**DOCUMENT EXCERPT:**
# FRIDAY FUN - Snouts



## Marzi (Sep 17, 2012)

I'm sure someone suggested snouts as a theme for this Friday after all the lovely Lola noses, so I'll start off with snouts pics for my three (I love them all )


----------



## lady amanda (Nov 26, 2010)

awe! Way to go Marzi! posting the Friday Fun!!!

And a lovely set of snouts you have there!!!

Here is miss Lady's snout.


----------



## SidneyM (Jun 15, 2013)

Fab Friday fun!!!


----------



## dio.ren (Jan 18, 2013)

Marzi you have 3 super cute snouts in your house! I love Kiki's little smile with the teeth showing Lady has a cute snout too! Here is Molly's snout She likes this one cause she didn't have to do any work


----------



## Marzi (Sep 17, 2012)

dio.ren said:


> Marzi you have 3 super cute snouts in your house! I love Kiki's little smile with the teeth showing Lady has a cute snout too! Here is Molly's snout She likes this one cause she didn't have to do any work


Love a choccy nose 
We'll have to do acrobatics or dressing up next week to ensure Molly has a challenge. Or her owners


----------



## dio.ren (Jan 18, 2013)

Marzi said:


> Love a choccy nose
> We'll have to do acrobatics or dressing up next week to ensure Molly has a challenge. Or her owners


It's ok we like this kind better ha!!


----------



## dmgalley (Aug 19, 2012)

Baby Dot snout!!!! 

Sent from my SGH-T999 using Tapatalk 2


----------



## Tinman (Apr 23, 2013)

*Ralph's snout*

Serious face!


----------



## flowerchild (Mar 21, 2012)

We're hanging out on the deck, it's too nice outside to bother with sweeping the leaves, though Bette is picking some up.


----------



## RuthMill (Jun 30, 2012)

Great pics.. Must get some new ones of these two monkeys!


----------



## wilfiboy (Sep 18, 2010)

Wilfiboblers.....










Fergus Pumpkin










Mable bable


----------



## RuthMill (Jun 30, 2012)

Ok so cannot a decent new pic.. They are too busy playing.. So here is some old ones!
Sleeping beauty...









Poodle face...


----------



## DB1 (Jan 20, 2012)

Ok mine are a couple of older ones as well...

**OBJECTIVE 1:** Please list every username in the snouts thread that heads more than one post.

**DATA IN THIS EXERCISE:**

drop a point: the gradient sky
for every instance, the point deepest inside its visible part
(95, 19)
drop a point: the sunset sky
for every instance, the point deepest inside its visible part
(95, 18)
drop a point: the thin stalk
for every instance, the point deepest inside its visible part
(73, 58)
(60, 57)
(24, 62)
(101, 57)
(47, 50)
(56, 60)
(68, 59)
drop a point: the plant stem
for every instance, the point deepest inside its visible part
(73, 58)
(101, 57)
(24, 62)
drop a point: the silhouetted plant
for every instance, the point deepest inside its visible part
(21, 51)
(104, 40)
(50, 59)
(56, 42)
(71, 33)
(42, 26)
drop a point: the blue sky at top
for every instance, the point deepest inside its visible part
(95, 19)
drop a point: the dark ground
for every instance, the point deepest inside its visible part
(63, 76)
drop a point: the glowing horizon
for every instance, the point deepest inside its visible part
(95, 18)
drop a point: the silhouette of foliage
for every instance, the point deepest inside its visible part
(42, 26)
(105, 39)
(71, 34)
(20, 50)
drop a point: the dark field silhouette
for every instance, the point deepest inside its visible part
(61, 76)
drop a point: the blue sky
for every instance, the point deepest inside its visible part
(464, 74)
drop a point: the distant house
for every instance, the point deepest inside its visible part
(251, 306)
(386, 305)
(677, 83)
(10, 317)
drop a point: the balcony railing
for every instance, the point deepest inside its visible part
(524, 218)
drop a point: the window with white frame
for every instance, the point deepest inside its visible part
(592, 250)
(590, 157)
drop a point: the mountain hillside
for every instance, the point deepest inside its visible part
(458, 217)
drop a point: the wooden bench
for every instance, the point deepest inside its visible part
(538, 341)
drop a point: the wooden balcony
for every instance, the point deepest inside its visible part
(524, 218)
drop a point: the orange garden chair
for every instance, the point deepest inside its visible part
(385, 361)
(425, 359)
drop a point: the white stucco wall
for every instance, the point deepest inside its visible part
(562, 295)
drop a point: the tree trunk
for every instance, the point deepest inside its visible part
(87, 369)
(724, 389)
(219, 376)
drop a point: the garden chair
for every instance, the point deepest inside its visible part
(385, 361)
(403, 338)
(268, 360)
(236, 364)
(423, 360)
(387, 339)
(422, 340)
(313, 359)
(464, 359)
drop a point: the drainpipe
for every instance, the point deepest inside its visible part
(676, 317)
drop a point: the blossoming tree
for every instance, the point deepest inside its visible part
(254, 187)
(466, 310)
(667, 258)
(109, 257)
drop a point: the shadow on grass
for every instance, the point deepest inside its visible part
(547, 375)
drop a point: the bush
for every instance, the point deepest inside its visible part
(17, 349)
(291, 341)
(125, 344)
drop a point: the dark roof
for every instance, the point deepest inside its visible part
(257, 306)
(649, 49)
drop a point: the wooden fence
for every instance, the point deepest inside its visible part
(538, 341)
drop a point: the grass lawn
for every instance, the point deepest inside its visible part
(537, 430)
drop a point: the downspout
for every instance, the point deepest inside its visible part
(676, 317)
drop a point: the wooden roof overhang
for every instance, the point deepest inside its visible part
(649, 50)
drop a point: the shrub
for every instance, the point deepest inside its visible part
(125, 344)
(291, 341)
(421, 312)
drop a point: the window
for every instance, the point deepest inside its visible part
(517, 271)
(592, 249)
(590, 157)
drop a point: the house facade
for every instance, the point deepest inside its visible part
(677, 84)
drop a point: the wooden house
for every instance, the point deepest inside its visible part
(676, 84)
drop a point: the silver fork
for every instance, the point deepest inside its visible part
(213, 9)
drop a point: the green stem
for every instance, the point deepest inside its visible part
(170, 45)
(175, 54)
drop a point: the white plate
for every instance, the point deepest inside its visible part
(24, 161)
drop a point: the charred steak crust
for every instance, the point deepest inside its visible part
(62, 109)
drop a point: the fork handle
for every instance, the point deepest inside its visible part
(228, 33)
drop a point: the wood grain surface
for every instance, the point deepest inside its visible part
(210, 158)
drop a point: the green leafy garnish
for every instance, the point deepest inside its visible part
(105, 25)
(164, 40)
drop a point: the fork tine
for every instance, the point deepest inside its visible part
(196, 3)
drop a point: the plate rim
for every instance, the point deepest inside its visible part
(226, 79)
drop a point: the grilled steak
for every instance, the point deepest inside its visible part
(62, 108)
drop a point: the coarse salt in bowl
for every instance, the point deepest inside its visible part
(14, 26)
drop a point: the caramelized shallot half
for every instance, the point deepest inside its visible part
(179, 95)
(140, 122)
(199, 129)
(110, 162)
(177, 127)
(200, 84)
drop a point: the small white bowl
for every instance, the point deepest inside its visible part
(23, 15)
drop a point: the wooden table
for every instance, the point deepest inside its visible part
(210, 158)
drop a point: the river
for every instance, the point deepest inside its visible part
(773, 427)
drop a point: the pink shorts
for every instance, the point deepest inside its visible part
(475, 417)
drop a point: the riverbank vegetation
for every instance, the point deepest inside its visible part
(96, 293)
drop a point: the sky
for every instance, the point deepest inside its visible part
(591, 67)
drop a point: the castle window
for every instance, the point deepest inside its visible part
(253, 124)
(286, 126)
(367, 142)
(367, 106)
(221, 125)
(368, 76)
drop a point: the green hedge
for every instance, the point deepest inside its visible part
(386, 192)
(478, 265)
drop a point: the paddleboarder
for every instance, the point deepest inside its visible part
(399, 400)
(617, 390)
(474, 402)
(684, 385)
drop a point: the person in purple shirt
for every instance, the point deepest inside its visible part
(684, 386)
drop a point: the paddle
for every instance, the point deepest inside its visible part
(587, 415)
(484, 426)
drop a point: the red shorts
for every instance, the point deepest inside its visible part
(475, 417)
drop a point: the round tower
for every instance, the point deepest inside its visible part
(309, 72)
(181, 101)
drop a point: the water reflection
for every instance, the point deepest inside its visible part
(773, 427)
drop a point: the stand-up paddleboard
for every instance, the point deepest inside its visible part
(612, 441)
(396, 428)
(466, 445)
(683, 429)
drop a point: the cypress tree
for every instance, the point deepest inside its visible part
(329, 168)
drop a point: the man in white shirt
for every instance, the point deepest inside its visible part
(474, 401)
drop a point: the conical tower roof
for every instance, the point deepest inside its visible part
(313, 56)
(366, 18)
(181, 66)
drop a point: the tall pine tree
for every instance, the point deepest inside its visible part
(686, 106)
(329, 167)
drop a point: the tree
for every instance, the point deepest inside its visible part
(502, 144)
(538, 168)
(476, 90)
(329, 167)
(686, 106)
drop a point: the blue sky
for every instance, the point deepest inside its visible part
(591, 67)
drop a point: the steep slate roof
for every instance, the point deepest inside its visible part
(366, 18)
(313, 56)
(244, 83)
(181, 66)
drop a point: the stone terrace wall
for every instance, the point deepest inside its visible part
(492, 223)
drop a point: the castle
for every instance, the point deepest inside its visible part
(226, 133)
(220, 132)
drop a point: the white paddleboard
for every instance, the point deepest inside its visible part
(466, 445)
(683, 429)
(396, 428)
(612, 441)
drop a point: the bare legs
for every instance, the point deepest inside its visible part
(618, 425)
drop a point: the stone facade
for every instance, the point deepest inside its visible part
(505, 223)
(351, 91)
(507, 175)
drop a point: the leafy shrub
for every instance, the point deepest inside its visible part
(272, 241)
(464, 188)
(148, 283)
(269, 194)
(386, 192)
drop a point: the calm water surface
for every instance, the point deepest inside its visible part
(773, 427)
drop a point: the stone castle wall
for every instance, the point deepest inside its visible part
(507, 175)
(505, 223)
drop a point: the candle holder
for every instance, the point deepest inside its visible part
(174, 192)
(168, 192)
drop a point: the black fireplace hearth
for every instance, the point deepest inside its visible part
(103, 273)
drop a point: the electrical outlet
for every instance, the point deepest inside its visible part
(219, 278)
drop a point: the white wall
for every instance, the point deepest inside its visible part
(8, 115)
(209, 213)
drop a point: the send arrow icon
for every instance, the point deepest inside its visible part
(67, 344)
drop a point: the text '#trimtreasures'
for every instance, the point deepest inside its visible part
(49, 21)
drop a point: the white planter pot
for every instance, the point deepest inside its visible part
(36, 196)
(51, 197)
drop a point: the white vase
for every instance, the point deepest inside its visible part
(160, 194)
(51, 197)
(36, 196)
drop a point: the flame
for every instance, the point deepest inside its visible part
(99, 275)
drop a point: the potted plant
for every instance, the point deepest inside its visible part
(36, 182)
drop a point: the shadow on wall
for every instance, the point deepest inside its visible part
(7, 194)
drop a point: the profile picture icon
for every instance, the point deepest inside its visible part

**OBJECTIVE 2:** Return each line of the rows above that contains the string "white". Case counts.

**CORRECT OUTPUT 1:** Marzi, dio.ren, RuthMill

**CORRECT OUTPUT 2:**
drop a point: the window with white frame
drop a point: the white stucco wall
drop a point: the white plate
drop a point: the small white bowl
drop a point: the man in white shirt
drop a point: the white paddleboard
drop a point: the white wall
drop a point: the white planter pot
drop a point: the white vase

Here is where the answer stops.